| Records |
• • •
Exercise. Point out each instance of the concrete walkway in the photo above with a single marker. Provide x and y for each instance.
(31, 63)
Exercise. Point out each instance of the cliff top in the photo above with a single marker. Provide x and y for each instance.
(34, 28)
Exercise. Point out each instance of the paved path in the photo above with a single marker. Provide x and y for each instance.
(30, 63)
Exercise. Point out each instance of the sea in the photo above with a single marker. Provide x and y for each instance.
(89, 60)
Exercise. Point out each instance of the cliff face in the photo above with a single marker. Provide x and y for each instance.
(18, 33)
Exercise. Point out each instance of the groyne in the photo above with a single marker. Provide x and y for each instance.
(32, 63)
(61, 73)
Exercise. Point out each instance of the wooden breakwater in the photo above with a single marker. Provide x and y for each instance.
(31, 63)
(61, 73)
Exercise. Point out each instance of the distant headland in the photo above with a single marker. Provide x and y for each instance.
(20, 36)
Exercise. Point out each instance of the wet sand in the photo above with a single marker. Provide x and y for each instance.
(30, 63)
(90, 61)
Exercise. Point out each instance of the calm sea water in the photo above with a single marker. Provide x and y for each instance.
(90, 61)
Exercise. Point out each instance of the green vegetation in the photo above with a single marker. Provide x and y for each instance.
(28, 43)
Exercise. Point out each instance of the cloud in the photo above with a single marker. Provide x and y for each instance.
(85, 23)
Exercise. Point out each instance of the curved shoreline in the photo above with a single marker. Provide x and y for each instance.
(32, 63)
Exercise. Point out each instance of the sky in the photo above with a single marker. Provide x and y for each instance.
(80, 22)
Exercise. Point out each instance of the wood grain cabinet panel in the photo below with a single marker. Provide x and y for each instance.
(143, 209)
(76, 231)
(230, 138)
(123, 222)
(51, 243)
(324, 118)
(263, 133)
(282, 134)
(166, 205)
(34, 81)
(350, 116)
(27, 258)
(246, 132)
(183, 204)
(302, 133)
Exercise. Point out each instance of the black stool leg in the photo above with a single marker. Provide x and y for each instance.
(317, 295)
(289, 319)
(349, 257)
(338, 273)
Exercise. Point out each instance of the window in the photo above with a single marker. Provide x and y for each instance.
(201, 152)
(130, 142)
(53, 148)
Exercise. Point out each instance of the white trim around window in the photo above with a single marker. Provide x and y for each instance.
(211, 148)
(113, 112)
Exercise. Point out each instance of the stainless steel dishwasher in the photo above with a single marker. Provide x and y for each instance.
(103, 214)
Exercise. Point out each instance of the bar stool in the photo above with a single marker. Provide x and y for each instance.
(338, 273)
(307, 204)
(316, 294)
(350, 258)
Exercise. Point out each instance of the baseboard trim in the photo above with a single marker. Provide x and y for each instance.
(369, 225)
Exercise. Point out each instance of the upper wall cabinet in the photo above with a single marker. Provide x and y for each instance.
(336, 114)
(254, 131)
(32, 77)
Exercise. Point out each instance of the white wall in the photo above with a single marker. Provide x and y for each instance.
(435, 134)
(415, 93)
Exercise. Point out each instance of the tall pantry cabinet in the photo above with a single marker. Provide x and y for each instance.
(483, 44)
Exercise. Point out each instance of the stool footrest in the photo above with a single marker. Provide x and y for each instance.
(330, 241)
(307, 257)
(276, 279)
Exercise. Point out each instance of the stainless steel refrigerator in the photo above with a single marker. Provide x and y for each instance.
• • •
| Instruction |
Reproduce the material above in full, keeping every line identical.

| Response to the exercise |
Exercise. Point out each instance of the concrete walkway in the photo above with a single marker. Provide x and y for each instance.
(31, 63)
Exercise. Point out each instance of the cliff top in the photo above with a single marker. Provide x and y for each instance.
(34, 28)
Exercise. Point out each instance of the paved path in the photo above with a single marker. Provide x and y for each instance.
(30, 63)
Exercise. Point out each instance of the sea in the photo above with a single marker. Provide x and y for each instance.
(89, 60)
Exercise. Point out each instance of the cliff face in the photo above with a single marker. Provide x and y for each instance.
(18, 33)
Exercise. Point out each instance of the groyne in the photo above with a single marker. Provide x and y for each instance.
(32, 63)
(61, 73)
Exercise. Point out each instance of the wooden breakwater in the photo above with a single marker. Provide x and y for each instance.
(31, 63)
(61, 73)
Exercise. Point out each instance of the distant headland in the photo above with a single marker. Provide x and y for each instance.
(20, 36)
Exercise. Point out each instance of the wet sand in the photo above with a single marker. Provide x and y for each instance.
(30, 63)
(90, 61)
Exercise. Point out each instance of the calm sea water in the photo above with a single marker. Provide x and y for each instance.
(90, 61)
Exercise. Point out each instance of the green vegetation in the photo above with a single marker. Provide x and y for each instance.
(28, 43)
Exercise. Point out each instance of the cloud in the photo above with a single marker. Provide x and y for each instance.
(85, 23)
Exercise. Point out each instance of the curved shoreline in the photo above with a single marker. Provide x and y for each instance.
(32, 63)
Exercise. Point out each instance of the sky in the photo above with a single marker. Provide x and y for each instance.
(80, 22)
Exercise. Point out each instance of the wood grain cabinet panel in the photo below with a single marker. Provide x and y for each instance.
(143, 209)
(76, 231)
(230, 138)
(123, 222)
(51, 243)
(324, 118)
(263, 133)
(282, 134)
(166, 205)
(34, 81)
(350, 116)
(27, 258)
(246, 132)
(183, 204)
(302, 133)
Exercise. Point out each instance of the black stool leg in the photo above with a single marker. Provide x and y for each instance.
(317, 295)
(289, 319)
(349, 257)
(338, 273)
Exercise. Point out each instance of the window in the photo above with a single marker. Provide x and y for each instance.
(201, 152)
(130, 142)
(53, 148)
Exercise. Point out each instance of the white trim around window in the photo above with a single marker. Provide x and y for each instance.
(211, 148)
(113, 112)
Exercise. Point out each instance of the stainless steel dishwasher in the photo above with a single marker. Provide x and y for each instance.
(103, 214)
Exercise. Point out each instance of the bar stool in the photo above with a single marker. Provide x and y for each instance.
(338, 273)
(307, 204)
(316, 294)
(350, 258)
Exercise. Point out each instance of the baseboard trim in the photo above with a single marker. Provide x and y for each instance.
(369, 225)
Exercise. Point out each instance of the upper wall cabinet in the photo above with a single marker. Provide x and y for each instance.
(336, 114)
(254, 131)
(32, 77)
Exercise. Point out each instance of the white wall in the photo above with a single marker. Provide x and y for each instance.
(435, 134)
(415, 93)
Exercise. Point out each instance of the tall pantry cabinet in the photo above with a single marker. Provide x and y for each instance.
(483, 44)
Exercise. Point out each instance of the stool footrest in the photo above with a single marker. Provide x and y for each instance.
(330, 241)
(307, 257)
(276, 279)
Exercise. Point out each instance of the stainless steel refrigerator in the photo above with a single marker. Provide x and y for each instance.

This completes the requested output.